| GOAL |
Find each line in the listing below that contains the word "coffee" and copy those lines.

| INPUT DATA |
----
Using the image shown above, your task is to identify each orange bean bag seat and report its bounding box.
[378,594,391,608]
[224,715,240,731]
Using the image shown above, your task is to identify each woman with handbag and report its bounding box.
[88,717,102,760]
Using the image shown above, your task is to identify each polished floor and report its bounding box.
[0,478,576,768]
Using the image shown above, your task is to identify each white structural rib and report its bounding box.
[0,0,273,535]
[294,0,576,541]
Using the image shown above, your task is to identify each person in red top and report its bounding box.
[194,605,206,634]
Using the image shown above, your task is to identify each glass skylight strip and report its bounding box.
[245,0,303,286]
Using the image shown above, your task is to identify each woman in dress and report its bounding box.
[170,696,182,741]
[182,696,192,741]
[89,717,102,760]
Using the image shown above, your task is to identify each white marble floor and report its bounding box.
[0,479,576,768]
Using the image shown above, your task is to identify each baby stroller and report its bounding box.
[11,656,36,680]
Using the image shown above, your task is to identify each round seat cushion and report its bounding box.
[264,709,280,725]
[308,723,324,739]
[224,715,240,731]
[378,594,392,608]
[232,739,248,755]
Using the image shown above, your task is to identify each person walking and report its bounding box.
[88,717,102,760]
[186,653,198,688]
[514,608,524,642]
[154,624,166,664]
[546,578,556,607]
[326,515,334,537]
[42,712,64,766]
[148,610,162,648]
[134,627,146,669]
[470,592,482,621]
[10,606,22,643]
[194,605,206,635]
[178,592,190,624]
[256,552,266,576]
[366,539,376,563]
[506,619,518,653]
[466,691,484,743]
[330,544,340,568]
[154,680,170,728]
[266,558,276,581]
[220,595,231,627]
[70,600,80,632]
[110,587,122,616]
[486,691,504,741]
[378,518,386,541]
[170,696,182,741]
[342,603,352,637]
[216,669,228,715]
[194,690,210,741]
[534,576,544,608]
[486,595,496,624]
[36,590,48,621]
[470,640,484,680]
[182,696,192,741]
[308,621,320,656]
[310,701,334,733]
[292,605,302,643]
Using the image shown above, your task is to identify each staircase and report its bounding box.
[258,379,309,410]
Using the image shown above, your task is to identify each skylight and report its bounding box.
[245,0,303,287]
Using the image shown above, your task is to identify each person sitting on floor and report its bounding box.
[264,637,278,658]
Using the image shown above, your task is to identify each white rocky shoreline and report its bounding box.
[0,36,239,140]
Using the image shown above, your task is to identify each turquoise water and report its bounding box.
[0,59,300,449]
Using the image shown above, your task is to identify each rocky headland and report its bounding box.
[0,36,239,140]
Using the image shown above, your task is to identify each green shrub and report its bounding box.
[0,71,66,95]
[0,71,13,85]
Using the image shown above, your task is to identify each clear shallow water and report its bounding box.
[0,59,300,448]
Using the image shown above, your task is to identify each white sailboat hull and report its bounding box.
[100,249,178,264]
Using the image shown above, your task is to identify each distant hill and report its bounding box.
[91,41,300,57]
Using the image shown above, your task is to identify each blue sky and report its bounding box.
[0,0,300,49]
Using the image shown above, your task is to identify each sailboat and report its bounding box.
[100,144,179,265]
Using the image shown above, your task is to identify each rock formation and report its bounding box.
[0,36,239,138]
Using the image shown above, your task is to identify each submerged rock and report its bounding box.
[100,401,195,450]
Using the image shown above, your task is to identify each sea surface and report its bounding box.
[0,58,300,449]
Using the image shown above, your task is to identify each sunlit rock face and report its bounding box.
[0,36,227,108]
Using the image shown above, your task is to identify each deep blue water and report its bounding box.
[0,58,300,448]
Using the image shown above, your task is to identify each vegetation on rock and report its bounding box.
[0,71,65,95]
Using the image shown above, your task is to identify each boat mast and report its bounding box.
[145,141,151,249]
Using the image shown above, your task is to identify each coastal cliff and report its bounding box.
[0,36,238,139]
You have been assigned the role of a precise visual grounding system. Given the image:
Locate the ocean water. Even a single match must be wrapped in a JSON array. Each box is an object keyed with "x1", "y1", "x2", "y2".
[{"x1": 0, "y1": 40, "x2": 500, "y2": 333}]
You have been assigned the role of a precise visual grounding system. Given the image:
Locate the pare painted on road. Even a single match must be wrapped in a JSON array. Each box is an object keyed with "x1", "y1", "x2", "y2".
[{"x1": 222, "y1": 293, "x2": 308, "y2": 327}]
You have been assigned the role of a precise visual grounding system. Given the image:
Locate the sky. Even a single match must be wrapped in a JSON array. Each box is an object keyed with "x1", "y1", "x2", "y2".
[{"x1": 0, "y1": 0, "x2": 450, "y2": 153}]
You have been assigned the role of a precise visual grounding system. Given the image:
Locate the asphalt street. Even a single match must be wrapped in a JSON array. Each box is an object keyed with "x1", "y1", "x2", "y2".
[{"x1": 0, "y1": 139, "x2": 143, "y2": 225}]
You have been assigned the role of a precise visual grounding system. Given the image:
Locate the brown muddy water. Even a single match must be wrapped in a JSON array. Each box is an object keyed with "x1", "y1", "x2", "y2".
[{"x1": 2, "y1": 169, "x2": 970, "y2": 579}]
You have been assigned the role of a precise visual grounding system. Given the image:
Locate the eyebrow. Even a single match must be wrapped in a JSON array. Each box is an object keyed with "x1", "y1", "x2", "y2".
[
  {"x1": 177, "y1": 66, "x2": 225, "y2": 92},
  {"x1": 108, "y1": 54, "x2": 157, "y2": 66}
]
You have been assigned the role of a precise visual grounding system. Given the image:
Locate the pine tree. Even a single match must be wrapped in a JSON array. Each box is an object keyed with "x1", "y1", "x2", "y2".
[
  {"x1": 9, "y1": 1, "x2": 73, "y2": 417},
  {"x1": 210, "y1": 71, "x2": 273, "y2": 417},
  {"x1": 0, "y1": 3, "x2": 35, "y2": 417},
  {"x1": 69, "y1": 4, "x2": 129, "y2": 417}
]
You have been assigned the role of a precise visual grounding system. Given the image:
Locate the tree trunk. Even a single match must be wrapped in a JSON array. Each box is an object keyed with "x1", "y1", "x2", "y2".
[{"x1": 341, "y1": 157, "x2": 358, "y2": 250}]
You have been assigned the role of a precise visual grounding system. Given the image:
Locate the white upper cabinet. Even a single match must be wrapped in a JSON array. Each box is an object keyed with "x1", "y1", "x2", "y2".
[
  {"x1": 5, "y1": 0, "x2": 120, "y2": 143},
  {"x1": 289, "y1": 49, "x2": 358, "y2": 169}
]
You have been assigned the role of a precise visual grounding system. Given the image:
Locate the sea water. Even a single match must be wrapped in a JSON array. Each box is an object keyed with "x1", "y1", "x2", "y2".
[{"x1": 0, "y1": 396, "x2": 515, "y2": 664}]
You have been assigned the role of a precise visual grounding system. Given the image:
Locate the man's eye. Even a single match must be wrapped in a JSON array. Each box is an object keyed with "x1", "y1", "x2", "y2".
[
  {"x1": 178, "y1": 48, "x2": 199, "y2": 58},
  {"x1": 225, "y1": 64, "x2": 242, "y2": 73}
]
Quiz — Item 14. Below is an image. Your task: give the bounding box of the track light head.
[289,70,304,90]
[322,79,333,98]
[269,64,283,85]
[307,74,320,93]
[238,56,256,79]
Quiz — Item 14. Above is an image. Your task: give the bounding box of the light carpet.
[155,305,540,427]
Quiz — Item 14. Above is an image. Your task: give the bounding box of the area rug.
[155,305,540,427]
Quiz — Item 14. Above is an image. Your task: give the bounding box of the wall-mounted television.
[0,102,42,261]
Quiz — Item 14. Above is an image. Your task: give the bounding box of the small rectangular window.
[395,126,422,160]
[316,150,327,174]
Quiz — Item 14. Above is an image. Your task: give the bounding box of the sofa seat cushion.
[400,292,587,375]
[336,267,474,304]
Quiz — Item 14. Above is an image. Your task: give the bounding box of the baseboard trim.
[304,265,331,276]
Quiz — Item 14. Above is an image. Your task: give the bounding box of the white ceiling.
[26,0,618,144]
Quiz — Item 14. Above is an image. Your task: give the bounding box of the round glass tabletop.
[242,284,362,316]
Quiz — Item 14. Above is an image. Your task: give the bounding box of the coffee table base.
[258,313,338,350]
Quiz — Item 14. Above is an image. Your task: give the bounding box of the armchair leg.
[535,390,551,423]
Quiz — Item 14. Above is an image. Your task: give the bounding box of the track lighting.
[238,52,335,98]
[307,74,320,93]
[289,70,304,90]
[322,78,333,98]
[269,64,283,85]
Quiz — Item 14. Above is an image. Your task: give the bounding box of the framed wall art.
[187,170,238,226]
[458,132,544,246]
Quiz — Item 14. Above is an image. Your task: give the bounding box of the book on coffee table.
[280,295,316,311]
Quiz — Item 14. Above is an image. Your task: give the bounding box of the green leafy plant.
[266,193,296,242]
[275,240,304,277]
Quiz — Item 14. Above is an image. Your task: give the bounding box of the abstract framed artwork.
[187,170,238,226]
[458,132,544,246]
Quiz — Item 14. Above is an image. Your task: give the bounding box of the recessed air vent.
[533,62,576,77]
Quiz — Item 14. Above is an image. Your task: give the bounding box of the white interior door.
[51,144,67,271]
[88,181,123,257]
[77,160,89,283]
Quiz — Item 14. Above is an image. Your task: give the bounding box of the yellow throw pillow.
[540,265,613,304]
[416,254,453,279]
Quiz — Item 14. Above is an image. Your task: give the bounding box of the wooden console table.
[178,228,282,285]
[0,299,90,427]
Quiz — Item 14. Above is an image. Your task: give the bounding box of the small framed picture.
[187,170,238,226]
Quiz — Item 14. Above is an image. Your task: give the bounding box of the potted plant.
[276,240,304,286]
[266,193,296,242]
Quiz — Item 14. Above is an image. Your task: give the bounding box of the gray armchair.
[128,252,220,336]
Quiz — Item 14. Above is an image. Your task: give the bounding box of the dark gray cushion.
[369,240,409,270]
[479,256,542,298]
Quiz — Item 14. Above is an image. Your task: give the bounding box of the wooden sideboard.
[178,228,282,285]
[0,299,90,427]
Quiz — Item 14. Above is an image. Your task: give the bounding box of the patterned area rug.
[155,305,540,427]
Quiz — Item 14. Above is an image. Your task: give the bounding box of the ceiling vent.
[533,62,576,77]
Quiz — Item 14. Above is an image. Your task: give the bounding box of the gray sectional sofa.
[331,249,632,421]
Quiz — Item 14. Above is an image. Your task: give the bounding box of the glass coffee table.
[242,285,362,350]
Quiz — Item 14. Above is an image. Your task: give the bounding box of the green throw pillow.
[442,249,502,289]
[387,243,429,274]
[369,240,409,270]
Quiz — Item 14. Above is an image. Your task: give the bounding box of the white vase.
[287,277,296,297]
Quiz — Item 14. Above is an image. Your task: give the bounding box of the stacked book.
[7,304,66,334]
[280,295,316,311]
----
| TASK ANSWER |
Quiz — Item 14. Above is an image. Your task: give the bounding box of the coffee table base.
Quiz — Item 14. Above is an image. Your task: give the bounding box of the book on coffee table.
Quiz — Item 14. Above is an image. Your task: give the bounding box of the glass coffee table.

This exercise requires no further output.